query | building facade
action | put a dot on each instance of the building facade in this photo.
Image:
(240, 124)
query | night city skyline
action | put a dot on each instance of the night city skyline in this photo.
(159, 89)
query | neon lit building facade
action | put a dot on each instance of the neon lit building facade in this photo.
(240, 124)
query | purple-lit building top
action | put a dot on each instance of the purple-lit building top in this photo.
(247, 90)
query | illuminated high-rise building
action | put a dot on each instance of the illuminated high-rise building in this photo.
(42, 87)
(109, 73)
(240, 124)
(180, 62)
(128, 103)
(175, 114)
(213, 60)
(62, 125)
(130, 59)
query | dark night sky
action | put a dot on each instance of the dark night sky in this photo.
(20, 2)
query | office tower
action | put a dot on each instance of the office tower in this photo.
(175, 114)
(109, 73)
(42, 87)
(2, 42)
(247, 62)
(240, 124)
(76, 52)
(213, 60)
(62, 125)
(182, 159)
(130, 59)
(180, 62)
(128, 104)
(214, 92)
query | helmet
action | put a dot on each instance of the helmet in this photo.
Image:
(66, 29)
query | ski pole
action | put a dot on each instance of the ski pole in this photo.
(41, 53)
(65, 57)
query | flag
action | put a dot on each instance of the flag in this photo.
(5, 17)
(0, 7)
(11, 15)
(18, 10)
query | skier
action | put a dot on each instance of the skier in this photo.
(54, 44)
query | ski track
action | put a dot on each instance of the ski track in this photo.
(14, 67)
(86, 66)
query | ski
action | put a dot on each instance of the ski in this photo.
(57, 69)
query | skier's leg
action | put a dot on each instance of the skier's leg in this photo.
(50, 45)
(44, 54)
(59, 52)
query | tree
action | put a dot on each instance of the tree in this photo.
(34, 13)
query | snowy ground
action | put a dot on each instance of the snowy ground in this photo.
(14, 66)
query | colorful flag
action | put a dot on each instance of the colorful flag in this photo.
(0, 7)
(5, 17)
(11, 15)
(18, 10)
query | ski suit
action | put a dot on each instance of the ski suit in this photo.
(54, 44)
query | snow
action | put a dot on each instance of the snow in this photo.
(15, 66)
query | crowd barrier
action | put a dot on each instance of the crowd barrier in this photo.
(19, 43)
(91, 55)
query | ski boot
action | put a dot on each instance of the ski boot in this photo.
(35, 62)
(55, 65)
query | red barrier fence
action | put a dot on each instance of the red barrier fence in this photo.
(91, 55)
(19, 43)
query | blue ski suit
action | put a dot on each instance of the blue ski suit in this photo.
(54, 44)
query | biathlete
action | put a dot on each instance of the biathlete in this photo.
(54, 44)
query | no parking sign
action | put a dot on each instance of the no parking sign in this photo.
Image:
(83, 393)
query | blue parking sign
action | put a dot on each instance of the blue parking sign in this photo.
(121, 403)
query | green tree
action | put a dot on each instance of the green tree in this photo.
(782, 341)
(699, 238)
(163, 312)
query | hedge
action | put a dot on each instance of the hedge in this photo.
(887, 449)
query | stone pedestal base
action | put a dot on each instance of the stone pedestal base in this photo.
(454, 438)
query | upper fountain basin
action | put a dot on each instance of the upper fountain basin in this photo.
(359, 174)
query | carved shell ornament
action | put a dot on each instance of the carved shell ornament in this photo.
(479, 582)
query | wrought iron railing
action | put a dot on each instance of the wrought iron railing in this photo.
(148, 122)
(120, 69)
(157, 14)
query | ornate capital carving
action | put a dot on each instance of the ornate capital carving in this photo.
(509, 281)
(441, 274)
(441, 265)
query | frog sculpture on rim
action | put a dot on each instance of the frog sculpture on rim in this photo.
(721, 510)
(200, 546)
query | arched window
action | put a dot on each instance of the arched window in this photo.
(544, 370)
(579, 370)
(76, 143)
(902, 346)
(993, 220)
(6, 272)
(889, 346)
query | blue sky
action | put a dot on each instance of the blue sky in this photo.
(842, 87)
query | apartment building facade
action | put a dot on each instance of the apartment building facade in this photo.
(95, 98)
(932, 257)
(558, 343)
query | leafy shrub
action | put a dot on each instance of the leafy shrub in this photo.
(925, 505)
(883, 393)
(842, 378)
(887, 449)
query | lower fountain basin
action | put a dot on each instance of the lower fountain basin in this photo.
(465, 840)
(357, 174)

_Cel zadania_
Wypisz ponownie wszystkie pozycje podane powyżej, słowo w słowo i bez żadnych zmian.

_Wynik końcowy_
query | building facade
action | put a dot on each instance of the building facade in this photo.
Image:
(240, 124)
query | night city skyline
action | put a dot on each instance of the night city skyline in this photo.
(159, 89)
query | neon lit building facade
action | put a dot on each instance of the neon lit building facade in this photo.
(240, 124)
query | purple-lit building top
action | put a dot on each instance of the purple-lit building top in this photo.
(247, 90)
query | illuminated high-rise building
action | put a dot on each instance of the illuminated high-rise building in this photo.
(42, 87)
(109, 73)
(240, 124)
(180, 62)
(128, 103)
(175, 114)
(213, 60)
(62, 125)
(130, 59)
query | dark night sky
action | put a dot on each instance of the dark night sky in this photo.
(20, 2)
query | office tower
action | put a dot on each instance of the office tower in this photo.
(175, 114)
(109, 73)
(42, 87)
(2, 42)
(247, 62)
(240, 124)
(76, 52)
(213, 60)
(62, 125)
(182, 159)
(130, 59)
(180, 62)
(128, 104)
(214, 92)
query | helmet
action | put a dot on each instance of the helmet in this photo.
Image:
(66, 29)
query | ski pole
action | put a dot on each instance of the ski pole in this photo.
(41, 53)
(65, 57)
query | flag
action | put a dot on each instance of the flag in this photo.
(5, 17)
(0, 7)
(11, 15)
(18, 10)
query | skier
action | put a dot on each instance of the skier in this photo.
(54, 44)
query | ski track
action | put a dot on each instance of the ski track in this photo.
(14, 67)
(86, 66)
query | ski
action | put a dot on each instance of the ski in this photo.
(57, 69)
query | skier's leg
action | put a dot on each instance of the skier's leg in this photo.
(50, 45)
(44, 54)
(59, 52)
query | tree
action | put a dot on each instance of the tree in this photo.
(34, 13)
query | snowy ground
action | put a dot on each instance of the snowy ground in this photo.
(14, 66)
query | colorful flag
action | put a dot on each instance of the colorful flag in this photo.
(0, 7)
(5, 17)
(11, 15)
(18, 10)
query | ski suit
action | put a dot on each instance of the ski suit in this photo.
(54, 44)
query | snow
action | put a dot on each instance of the snow in this photo.
(15, 66)
query | crowd barrier
action | put a dot on each instance of the crowd barrier in this photo.
(19, 43)
(91, 55)
query | ski boot
action | put a dot on each instance of the ski boot in this photo.
(35, 62)
(55, 65)
query | red barrier fence
action | put a dot on each instance of the red barrier fence in this photo.
(91, 55)
(19, 43)
query | blue ski suit
action | put a dot on each instance of the blue ski suit in this photo.
(54, 44)
query | biathlete
action | put a dot on each instance of the biathlete in this photo.
(54, 44)
query | no parking sign
action | put a dot on each instance of the no parking sign in this photo.
Image:
(83, 393)
query | blue parking sign
action | put a dot on each instance of the blue parking sign in this photo.
(121, 403)
query | green tree
action | put a dot on each instance of the green tree in this photo.
(782, 341)
(699, 238)
(163, 312)
query | hedge
action | put a dot on each instance of the hedge in this photo.
(887, 449)
query | stone pedestal base
action | put a dot on each instance of the stone pedestal base in this photo.
(454, 438)
query | upper fountain basin
action | put a dot on each instance of the upper fountain basin in this photo.
(359, 174)
query | carved shell ornament
action | put a dot on each instance of the carved shell ornament in this photo.
(479, 582)
query | wrought iron railing
action | put a dot on each instance of the wrought iron railing in this photo.
(148, 122)
(120, 69)
(157, 14)
query | ornate capital carving
action | put a dot on each instance of the ornate capital carving in this photo.
(509, 281)
(441, 274)
(441, 265)
query | frog sculpture on rim
action | put a dot on each instance of the frog sculpture on rim in this photo.
(721, 510)
(200, 546)
query | arched window
action | put a dot on each instance of the arched window in this photo.
(544, 370)
(579, 370)
(76, 143)
(902, 346)
(993, 220)
(6, 272)
(889, 346)
query | blue sky
action | put a dot on each instance of the blue sky in this photo.
(842, 87)
query | apartment building facade
action | put a dot on each instance of the apartment building facade in this photo.
(95, 98)
(932, 257)
(558, 343)
query | leafy shrub
action | put a dot on each instance of the leafy shrub in this photo.
(925, 505)
(883, 393)
(842, 378)
(887, 449)
query | lower fountain basin
action | put a dot on each instance of the lower fountain basin in this photo.
(465, 840)
(357, 174)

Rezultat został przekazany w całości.